• Records provided:
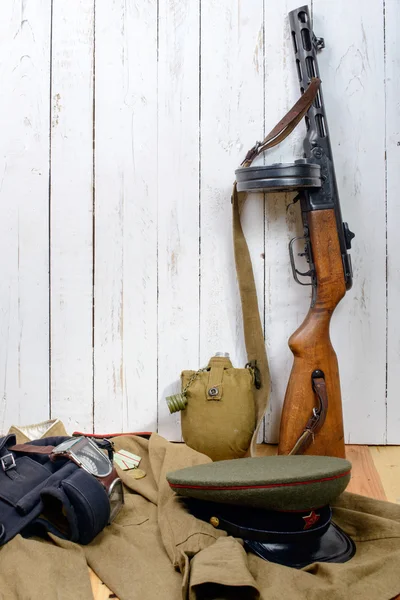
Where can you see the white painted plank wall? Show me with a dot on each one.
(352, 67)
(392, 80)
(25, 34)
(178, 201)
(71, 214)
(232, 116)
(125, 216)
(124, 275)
==
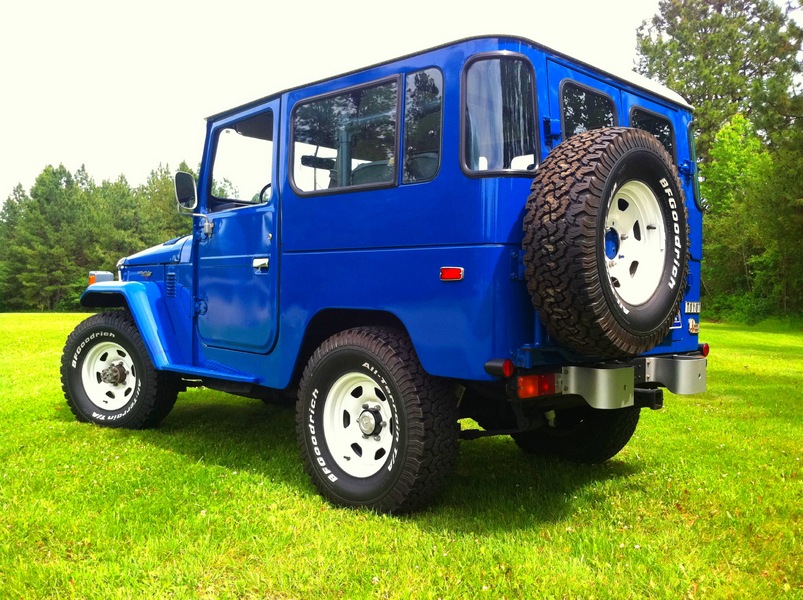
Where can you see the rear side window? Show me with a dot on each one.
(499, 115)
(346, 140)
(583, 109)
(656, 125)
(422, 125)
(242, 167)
...
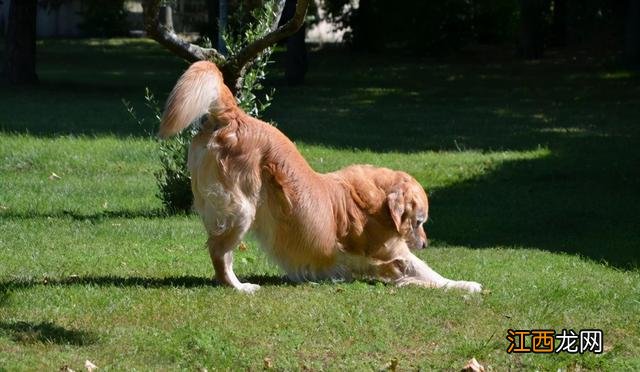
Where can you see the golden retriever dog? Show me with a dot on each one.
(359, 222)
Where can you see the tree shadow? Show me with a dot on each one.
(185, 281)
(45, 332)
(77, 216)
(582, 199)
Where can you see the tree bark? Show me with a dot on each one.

• What the exercise asks: Retype everything from the line containing "Where can you see the golden" down to the line containing "Where can you see the tree bark?", both included, without changing anything.

• Solution to this problem:
Where can you see the golden retriever dog? Show me with a dot on each one.
(359, 222)
Where can you see the tree shadow? Show me with a dot on each one.
(185, 281)
(45, 332)
(77, 216)
(582, 199)
Where can you see the tree bark? Show me with a dot on each one.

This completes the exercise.